[DER TEXT]
Von Sibylle Offergeld
Sind Vegetarier Bedenkenträger und ganzheitlich Schauende oder sind sie missionarische Eiferer, die uns die Freuden am fröhlichen Jagen vergällen? Wie an- und aufregend die Suche nach dem eigenen Standort sein kann, das zeigt ein Team des Theaters Aachen mit den Ideengebern und Konzeptträgern Harald Wolff und Regisseur Stefan Nolte, mit Koch Arpad Dobriban, Bühnen- und Kostümbildner Mathis Neidhardt und den Schauspielern Rainer Krause, Markus Weickert und Pablo Sprungala.
Appetitanregend portioniert
Die Bühnenadaption des 2009 in den USA und ein Jahr später im deutschsprachigen Raum erschienenen Buches „Tiere essen“ muss Vieles bündeln, appetitanregend portionieren und verpacken. Dokumentarisches trifft auf moralischen Appell, darf aber nicht langweilen oder ins Doktrinäre abgleiten.
Diesen schwierigen Balanceakt meistern die Gestalter der Uraufführung in der Kammer des Theaters Aachen mit schnellem Wechsel zwischen dramatischem Akzent, maßvoll sarkastisch-satirischen Schlenkern in Darstellung und Gegendarstellung und einem munteren Spiel um und vor dem Kochblock von Küchenchef Dobriban.
Der Ungar steht als ruhender Pol vor einem Sortiment glänzender Töpfe, anfangs umringt von den drei Grün schnippelnden und Möhren hackenden Darstellern.

Einträge zum Zeigen
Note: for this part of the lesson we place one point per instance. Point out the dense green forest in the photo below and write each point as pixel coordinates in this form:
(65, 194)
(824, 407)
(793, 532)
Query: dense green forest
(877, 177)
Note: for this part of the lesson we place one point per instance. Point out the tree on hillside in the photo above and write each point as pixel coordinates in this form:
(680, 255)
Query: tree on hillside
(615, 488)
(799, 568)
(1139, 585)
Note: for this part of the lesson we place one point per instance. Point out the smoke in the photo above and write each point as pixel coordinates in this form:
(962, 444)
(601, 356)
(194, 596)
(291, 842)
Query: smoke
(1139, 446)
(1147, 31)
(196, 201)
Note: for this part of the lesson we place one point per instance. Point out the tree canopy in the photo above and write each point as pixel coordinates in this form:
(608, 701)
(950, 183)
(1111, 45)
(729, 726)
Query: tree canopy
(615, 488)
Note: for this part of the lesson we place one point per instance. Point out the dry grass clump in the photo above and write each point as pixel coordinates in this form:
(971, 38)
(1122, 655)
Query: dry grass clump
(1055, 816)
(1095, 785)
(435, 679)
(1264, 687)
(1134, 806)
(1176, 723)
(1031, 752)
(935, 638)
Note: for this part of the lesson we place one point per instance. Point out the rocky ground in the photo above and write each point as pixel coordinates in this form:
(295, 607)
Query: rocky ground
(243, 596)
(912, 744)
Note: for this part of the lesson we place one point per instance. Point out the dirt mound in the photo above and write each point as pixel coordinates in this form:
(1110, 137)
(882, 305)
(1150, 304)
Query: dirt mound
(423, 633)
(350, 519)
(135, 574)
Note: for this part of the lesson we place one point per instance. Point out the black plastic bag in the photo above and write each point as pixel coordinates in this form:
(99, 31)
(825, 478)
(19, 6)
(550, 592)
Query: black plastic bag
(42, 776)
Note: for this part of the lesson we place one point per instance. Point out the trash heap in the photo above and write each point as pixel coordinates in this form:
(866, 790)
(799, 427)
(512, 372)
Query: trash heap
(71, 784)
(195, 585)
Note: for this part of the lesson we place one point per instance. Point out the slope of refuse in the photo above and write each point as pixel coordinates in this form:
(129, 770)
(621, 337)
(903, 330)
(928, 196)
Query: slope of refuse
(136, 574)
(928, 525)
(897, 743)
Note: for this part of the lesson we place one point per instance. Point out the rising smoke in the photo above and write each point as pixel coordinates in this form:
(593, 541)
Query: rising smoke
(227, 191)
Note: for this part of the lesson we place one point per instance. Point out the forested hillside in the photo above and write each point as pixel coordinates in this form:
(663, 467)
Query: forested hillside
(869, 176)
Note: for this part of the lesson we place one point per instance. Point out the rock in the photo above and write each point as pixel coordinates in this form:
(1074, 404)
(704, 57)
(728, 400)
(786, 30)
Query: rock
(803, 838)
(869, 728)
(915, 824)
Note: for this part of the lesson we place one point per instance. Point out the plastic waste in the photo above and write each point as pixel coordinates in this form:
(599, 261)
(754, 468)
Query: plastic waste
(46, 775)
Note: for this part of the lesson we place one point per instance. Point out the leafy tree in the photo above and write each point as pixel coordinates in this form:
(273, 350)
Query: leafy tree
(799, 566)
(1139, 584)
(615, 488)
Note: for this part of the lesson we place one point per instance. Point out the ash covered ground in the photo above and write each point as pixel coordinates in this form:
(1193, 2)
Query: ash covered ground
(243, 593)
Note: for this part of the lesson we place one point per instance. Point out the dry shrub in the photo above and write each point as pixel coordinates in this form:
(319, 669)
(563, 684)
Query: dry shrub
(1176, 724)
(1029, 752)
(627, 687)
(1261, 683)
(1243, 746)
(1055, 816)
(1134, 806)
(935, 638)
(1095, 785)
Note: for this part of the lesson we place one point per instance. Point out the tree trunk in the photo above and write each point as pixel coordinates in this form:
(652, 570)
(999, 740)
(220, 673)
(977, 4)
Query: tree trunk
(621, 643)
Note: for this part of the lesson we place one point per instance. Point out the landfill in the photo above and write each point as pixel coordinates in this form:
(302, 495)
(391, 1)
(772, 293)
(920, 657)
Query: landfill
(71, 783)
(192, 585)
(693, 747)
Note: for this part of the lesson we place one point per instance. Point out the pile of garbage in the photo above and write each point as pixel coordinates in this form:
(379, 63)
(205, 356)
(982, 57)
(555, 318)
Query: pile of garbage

[AUFGABEN UND ÜBUNGEN]
A – Erkläre in ein bis drei Sätzen, warum die Bühnenfassung von „Tiere essen“ laut der Theaterkritik ein schwieriger Balanceakt ist.
B – In welchem Jahr erschien das Buch „Tiere essen“ laut der Theaterkritik in den USA?
C – Schreib die Theaterkritik nach ihrem letzten Satz weiter.
Die Einträge sind eigener Stoff und gehören nicht zur Theaterkritik.

[LÖSUNGEN]
A – Die Bühnenfassung muss viel Stoff bündeln, appetitanregend portionieren und verpacken. Dabei trifft Dokumentarisches auf einen moralischen Appell, und das Stück darf trotzdem weder langweilen noch ins Doktrinäre abgleiten.

B – 2009.

C –
Während auf den Kochplatten ein vegetarisches Mahl und eine Suppe aus Tierknochen sieden, fühlt sich das Schauspieler-Trio in die Spurensuche des Erzählers ein und schlüpft imaginär in die Haut der Massentierhaltungs-Opfer.
Vom Mensch zum Tier
Nach der Geburt des Sohnes begibt sich der Autor auf die Suche nach einer Leben spendenden Nahrung, die nicht von den Angsthormonen gepeinigter Tiere verseucht und von den Medikamenten zur Ertragsoptimierung infiziert ist. Dabei steigt er mit einer Tierschutz-Aktivistin in einen Geflügelzuchtbetrieb ein.
Plötzlich flimmern Bilder zusammengepferchter, toter und halbtoter Tiere über eine Filmwand, ein Foto wandert von Hand zu Hand durch die Zuschauerreihen. Rainer Krause mutiert mittels wuscheligem, weißen Höschen zum Hühnervogel und hängt wenig später zur Demonstration am Fleischerhaken zwecks Exekution. Zum drohenden Orgelton der Musik (Malcolm Kemp) werden Visionen einer grausamen Tortur im Großbetrieb beschworen, in der gestresste und überforderte Mitarbeiter unter Zeitdruck erbarmungslos metzeln. Aber auch der Achtung vor der Natur empfindende und artgerecht handelnde Tierhalter kommt zu Wort.
Irgendwann kauern alle drei Mimen symbolträchtig hinter Gittern unter dem Herd des Nahrungs-Ästheten, der eine neue Sinnlichkeit des Essens propagiert. Dobriban geht es nicht um eine Ersatzreligion für Aussteiger und Konsumverweigerer. Vielmehr um eine andere Sicht der Dinge, um einen nahezu meditativen Umgang mit dem Kochen.
Warum muss ungefähr die Hälfte der produzierten Tiere auf dem Müll landen? Das ist hier die Frage. Warum nicht Knochen und andere Reste nutzen, warum nicht den Fleischverzehr auf einen Tag in der Woche reduzieren und beim Biometzger einkaufen? Aber dafür muss ein neues Modell mit überschaubarer Dimension geschaffen werden.
Mitdenken ist erwünscht
Die Gestalter der Aachener Inszenierung sind im regionalen Umfeld fündig geworden, haben beispielsweise Kleinstrukturen entdeckt, in denen achtsam mit dem Geschöpf Tier umgegangen wird, und einen Hersteller von Biogemüse, der Bioparzellen an Einzelkunden verpachtet.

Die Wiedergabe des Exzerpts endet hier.